■ Your assignment
In the data below, find the line that contains "Query: white cloud" and the line that contains "Every instance of the front yard". Copy both, plus every line between them, exactly.

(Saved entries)

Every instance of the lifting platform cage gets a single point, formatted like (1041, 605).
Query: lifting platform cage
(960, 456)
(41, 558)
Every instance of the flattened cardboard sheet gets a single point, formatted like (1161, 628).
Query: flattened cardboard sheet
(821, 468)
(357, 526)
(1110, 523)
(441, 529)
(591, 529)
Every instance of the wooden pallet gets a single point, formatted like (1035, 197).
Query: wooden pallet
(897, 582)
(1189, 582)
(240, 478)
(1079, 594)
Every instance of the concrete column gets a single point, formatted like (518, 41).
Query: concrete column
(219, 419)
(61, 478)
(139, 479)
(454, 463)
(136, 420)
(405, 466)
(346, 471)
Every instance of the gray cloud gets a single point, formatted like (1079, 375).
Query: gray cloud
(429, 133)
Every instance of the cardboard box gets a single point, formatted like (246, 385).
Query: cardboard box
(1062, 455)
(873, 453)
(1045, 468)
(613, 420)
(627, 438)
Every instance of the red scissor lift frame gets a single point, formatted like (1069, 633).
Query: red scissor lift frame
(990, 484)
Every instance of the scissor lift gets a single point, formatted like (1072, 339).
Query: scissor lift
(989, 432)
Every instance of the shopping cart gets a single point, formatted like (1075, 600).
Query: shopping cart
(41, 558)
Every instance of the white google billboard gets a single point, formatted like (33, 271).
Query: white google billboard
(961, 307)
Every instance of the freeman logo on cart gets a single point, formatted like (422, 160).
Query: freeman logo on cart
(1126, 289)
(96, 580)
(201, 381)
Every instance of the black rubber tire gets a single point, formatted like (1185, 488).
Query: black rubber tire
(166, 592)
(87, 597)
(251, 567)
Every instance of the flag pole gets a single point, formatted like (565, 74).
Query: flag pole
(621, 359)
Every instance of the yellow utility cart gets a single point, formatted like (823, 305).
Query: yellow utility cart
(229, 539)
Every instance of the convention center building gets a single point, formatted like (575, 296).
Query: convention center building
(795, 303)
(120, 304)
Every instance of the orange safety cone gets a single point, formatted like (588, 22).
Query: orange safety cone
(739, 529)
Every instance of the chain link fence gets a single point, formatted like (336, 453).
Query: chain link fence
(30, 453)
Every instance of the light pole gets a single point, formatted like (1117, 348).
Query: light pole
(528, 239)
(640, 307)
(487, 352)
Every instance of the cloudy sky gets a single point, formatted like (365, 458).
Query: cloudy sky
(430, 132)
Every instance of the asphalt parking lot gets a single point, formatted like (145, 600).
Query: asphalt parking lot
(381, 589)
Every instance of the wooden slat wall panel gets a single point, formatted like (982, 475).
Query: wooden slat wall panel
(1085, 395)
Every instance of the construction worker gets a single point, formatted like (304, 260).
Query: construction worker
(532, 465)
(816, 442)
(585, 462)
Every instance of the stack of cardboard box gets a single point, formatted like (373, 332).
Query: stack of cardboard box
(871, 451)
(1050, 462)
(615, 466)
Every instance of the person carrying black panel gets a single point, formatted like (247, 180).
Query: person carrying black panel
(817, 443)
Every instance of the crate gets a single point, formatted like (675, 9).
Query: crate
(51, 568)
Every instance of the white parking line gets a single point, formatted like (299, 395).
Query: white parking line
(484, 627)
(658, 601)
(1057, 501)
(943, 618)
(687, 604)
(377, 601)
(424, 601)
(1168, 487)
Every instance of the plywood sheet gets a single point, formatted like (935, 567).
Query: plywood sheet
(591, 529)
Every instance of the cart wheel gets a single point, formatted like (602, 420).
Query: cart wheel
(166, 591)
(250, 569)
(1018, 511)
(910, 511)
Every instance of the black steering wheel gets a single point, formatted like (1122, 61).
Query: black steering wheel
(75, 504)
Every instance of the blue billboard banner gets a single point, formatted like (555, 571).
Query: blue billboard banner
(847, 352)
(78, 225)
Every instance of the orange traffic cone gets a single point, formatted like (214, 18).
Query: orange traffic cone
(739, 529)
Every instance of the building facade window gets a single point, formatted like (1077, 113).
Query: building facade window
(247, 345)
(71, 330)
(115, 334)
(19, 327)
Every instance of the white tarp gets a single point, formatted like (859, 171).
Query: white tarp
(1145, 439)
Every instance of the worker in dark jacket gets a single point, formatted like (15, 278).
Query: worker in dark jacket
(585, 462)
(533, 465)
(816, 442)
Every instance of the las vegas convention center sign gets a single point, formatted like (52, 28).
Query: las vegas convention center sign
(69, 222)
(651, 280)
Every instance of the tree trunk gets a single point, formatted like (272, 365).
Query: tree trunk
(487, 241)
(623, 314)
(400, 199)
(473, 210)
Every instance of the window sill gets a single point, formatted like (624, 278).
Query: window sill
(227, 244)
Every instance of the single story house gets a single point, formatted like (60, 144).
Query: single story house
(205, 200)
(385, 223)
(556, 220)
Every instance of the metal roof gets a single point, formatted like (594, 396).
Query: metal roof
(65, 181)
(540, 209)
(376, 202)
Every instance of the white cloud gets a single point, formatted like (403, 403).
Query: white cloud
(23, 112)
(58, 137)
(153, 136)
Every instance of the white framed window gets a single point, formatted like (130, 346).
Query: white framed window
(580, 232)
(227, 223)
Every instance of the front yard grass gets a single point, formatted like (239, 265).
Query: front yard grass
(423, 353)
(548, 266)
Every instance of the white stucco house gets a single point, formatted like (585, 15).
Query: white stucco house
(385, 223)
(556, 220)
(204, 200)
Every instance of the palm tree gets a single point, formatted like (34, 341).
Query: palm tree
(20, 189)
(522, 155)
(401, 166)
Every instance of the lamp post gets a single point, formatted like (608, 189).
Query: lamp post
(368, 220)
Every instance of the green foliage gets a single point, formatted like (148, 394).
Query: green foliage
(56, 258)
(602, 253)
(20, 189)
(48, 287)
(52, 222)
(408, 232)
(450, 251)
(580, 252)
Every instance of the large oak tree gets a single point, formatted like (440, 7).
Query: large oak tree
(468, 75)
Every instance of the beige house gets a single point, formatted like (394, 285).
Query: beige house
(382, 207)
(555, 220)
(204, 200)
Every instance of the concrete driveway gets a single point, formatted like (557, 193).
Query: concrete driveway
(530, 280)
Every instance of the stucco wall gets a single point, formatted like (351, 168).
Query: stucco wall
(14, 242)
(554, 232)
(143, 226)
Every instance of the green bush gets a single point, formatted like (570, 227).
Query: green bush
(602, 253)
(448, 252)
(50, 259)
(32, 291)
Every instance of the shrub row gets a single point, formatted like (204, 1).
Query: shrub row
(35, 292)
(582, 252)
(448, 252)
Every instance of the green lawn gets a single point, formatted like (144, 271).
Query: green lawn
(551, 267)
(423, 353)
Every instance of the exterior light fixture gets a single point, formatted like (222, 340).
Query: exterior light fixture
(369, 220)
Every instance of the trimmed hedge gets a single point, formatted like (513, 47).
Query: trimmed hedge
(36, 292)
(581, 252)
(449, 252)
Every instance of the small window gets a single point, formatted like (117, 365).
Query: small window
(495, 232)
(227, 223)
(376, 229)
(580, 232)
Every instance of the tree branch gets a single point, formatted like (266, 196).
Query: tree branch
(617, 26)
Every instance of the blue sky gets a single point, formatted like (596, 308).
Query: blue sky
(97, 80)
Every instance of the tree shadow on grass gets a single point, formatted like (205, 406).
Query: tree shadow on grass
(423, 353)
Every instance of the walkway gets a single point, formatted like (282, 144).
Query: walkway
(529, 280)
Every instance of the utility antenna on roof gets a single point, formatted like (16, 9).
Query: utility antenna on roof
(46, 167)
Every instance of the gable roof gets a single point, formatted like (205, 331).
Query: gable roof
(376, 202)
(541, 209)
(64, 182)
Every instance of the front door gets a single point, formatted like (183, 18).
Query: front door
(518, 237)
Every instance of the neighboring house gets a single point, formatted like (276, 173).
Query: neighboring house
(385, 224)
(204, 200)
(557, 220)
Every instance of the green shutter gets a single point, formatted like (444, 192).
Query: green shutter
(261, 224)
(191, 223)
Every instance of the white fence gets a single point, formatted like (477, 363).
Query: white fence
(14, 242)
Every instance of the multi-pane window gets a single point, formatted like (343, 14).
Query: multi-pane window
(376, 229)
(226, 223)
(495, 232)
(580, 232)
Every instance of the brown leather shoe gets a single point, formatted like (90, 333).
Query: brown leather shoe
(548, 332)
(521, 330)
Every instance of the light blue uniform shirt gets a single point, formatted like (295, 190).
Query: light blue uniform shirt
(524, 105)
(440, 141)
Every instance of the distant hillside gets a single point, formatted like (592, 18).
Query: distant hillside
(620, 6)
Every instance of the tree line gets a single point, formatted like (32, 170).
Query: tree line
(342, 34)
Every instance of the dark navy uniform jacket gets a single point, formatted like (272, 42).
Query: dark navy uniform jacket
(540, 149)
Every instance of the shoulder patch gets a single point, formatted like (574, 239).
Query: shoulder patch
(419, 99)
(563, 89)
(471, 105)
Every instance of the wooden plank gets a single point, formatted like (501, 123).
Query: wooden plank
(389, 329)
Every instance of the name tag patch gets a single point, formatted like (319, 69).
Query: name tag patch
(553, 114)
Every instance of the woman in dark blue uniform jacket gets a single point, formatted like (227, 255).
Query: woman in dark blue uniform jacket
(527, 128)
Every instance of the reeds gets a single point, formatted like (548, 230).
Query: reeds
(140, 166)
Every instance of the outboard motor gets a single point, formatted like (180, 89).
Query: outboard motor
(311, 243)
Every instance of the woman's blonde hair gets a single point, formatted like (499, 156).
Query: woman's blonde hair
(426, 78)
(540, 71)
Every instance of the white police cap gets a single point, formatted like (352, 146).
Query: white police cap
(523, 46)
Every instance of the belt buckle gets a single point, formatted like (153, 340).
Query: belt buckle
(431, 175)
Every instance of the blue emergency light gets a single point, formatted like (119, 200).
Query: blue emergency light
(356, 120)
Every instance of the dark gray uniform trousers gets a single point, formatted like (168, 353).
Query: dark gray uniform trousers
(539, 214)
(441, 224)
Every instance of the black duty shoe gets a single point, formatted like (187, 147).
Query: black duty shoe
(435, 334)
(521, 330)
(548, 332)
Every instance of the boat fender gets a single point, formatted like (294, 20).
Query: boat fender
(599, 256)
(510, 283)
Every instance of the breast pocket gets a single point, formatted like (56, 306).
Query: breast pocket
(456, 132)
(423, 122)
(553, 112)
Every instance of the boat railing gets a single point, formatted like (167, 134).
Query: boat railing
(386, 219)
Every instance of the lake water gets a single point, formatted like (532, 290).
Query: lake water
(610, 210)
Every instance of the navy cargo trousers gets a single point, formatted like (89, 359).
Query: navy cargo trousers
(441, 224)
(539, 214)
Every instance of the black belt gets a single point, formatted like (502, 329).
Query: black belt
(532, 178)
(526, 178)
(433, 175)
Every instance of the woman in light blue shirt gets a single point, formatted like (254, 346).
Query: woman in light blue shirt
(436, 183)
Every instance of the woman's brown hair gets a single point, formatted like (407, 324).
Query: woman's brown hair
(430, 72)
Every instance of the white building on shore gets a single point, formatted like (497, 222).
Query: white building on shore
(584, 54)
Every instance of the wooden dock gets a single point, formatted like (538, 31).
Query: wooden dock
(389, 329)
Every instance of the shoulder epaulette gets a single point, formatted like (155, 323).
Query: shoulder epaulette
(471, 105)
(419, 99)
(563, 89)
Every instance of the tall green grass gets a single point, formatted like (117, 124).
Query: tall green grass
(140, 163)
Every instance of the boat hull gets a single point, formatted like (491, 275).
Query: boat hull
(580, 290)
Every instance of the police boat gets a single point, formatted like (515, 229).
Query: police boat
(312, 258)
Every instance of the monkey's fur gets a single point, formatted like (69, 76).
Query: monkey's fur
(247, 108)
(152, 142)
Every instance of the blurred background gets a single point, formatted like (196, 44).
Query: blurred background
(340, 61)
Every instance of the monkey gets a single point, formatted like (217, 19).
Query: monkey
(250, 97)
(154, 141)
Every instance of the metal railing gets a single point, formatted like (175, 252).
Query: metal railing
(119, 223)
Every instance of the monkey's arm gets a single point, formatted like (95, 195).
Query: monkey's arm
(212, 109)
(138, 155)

■ Written reply
Query: white cloud
(23, 112)
(58, 137)
(153, 136)
Every instance of the white framed window gets a single point, formatted like (130, 346).
Query: white framed window
(580, 232)
(227, 223)
Every instance of the front yard grass gets a single point, formatted like (239, 265).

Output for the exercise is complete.